CONSIGNE A:
Relevez les modes de travail et les activités qu'un environnement de travail doit supporter adéquatement et simultanément pour entretenir la spirale de la connaissance, selon l'extrait de page.

○ ○ ○ ○

Selon l'Institut de la statistique du Québec, les plus récentes projections démographiques prévoient que la population active du Québec composée des 20-64 ans se dirige vers une certaine stabilité. Bien que le spectre de la décroissance démographique s'estompe un peu en raison de cet équilibre présumé, il n'en demeure pas moins que des défis démographiques majeurs se posent toujours puisque la population des 65 ans et plus se destine à une augmentation accrue au cours des décennies à venir.
Confrontées à ce vieillissement de la population et à la nécessité de renouveler leur main-d'œuvre, les entreprises devront déployer des efforts supplémentaires afin d'assurer leur pérennité.
Connaissance
Au dire de Franklin Becker [1], professeur émérite s'intéressant depuis maintenant plus de 30 ans aux environnements de travail, afin de demeurer concurrentielle et performante, une organisation doit s'assurer que ses effectifs soient continuellement en mode apprentissage, qu'ils soient encouragés à partager leurs idées et qu'ils participent activement à créer l'innovation.
La connaissance s'impose donc désormais comme étant la ressource la plus importante d'une organisation. Si le développement durable des entreprises passe inévitablement par la création et le renforcement du savoir-faire et des compétences, dans quelles mesures les environnements de travail peuvent-ils y contribuer ?
Innover
Dans leur livre The Knowledge-Creating Company [2], Ikujiro Nonaka et Hirotaka Takeuchi exposent leur thèse quant à la création de la connaissance au sein d'entreprises de haut niveau. Selon les auteurs, ce sont principalement les interactions entre des activités et des modes de travail distincts qui permettraient de renforcer le capital intellectuel d'une entreprise.
Ainsi, la capacité d'un environnement de travail à supporter adéquatement et simultanément le travail individuel, le travail de collaboration, les activités de formation (le mentorat, entre autres) et la socialisation permettrait d'entretenir ce que les auteurs appellent la spirale de la connaissance, soit l'accumulation et la combinaison d'informations qui mènent ultimement à l'innovation.
Bien que la majorité des environnements de travail offrent à leurs occupants les ressources nécessaires au travail individuel et de collaboration (de manière ponctuelle du moins), force est de constater que la plupart échouent dans leur tentative de valorisation des activités de formation et de socialisation [3]. Pour espérer tirer profit au maximum de ces dernières, les environnements de travail, de par leur configuration et la manière dont ils sont occupés, doivent tendre à réduire, voire éliminer complètement, les barrières entre les différents acteurs d'une organisation.

○ ○ ○ ○

CONSIGNE B:
Mettez en liste numérotée les lignes de données, depuis la première jusqu'à celle qui contient « (243, 144), (251, 165) », bornes incluses, sans les lignes vides. Laissez les images hors de la réponse.

Données de détection d'objets:
○ ○ ○ ○

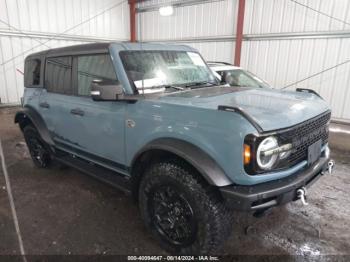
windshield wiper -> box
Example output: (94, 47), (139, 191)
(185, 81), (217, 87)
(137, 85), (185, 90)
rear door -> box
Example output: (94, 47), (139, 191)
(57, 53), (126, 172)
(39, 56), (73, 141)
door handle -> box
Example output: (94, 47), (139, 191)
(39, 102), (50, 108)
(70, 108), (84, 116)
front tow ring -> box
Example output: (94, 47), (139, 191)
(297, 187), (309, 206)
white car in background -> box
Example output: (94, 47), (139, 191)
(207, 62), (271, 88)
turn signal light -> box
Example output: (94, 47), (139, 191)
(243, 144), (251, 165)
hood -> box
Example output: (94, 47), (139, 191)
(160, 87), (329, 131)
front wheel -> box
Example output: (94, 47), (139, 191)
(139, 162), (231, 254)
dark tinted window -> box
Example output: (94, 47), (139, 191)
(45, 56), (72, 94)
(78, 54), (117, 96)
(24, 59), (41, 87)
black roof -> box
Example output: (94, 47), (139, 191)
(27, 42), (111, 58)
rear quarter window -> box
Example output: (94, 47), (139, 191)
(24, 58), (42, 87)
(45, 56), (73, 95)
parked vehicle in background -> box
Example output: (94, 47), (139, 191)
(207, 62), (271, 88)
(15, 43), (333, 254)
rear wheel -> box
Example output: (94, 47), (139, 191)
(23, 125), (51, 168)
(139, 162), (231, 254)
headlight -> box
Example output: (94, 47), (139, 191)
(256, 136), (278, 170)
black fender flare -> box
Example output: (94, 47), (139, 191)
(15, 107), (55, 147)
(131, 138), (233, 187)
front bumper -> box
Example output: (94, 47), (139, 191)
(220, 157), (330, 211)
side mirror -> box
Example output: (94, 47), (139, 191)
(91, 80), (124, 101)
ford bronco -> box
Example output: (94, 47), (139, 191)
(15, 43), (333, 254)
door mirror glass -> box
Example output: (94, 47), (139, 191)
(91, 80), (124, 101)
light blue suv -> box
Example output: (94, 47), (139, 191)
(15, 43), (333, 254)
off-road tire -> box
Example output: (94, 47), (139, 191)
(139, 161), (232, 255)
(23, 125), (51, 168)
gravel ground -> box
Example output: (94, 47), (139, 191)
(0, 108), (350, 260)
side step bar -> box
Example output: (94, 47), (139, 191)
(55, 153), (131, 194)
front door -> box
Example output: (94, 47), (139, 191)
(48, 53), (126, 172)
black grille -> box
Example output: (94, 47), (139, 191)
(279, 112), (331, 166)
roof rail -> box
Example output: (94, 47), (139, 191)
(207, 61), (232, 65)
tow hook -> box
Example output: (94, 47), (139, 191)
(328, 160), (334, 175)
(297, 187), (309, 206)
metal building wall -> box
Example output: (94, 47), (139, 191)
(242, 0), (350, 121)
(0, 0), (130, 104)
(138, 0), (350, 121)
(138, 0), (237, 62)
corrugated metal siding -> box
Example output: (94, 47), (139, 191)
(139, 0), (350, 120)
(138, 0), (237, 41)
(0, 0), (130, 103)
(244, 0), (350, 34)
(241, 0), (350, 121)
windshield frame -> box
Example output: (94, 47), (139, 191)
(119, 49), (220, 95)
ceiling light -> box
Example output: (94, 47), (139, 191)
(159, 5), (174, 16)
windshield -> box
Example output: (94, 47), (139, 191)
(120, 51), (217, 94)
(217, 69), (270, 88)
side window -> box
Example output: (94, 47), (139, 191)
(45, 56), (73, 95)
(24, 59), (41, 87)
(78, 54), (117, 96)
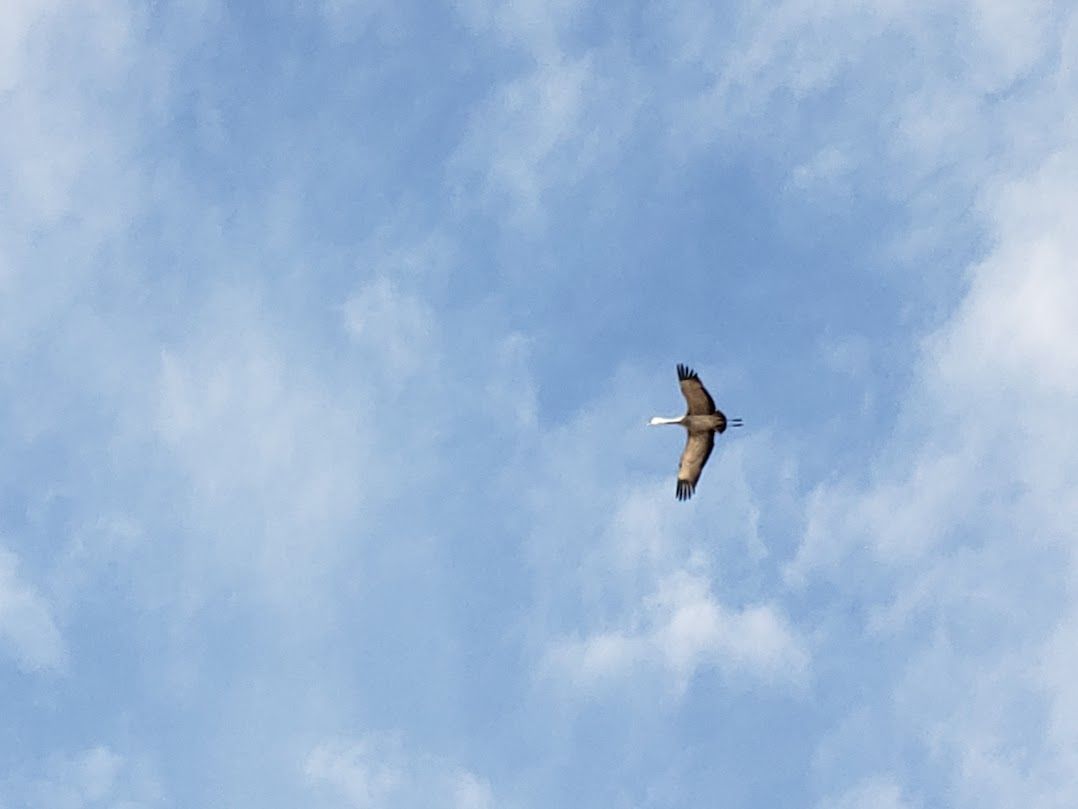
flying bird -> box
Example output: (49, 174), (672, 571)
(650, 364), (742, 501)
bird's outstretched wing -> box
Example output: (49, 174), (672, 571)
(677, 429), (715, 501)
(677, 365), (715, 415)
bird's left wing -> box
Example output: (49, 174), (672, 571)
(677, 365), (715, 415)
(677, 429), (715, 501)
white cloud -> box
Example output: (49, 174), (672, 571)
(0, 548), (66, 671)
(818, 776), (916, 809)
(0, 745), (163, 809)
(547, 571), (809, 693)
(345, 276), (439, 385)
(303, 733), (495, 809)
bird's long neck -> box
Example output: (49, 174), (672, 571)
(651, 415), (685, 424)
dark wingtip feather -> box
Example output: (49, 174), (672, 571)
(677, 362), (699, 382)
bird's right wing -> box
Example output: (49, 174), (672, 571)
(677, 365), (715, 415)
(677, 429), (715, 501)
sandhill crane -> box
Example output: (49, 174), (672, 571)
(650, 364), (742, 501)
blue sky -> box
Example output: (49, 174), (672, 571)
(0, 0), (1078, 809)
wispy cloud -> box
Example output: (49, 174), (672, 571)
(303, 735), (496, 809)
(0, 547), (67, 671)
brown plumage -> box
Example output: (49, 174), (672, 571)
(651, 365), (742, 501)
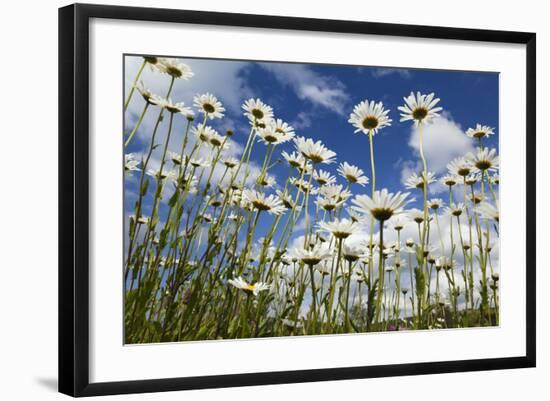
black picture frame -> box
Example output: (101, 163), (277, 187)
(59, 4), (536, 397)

○ ○ ○ ○

RÉPONSE COMPLÈTE A:
- le travail individuel
- le travail de collaboration
- les activités de formation
- la socialisation

RÉPONSE COMPLÈTE B:
1. windshield wiper -> box
2. Example output: (94, 47), (139, 191)
3. (185, 81), (217, 87)
4. (137, 85), (185, 90)
5. rear door -> box
6. Example output: (94, 47), (139, 191)
7. (57, 53), (126, 172)
8. (39, 56), (73, 141)
9. door handle -> box
10. Example output: (94, 47), (139, 191)
11. (39, 102), (50, 108)
12. (70, 108), (84, 116)
13. front tow ring -> box
14. Example output: (94, 47), (139, 191)
15. (297, 187), (309, 206)
16. white car in background -> box
17. Example output: (94, 47), (139, 191)
18. (207, 62), (271, 88)
19. turn signal light -> box
20. Example output: (94, 47), (139, 191)
21. (243, 144), (251, 165)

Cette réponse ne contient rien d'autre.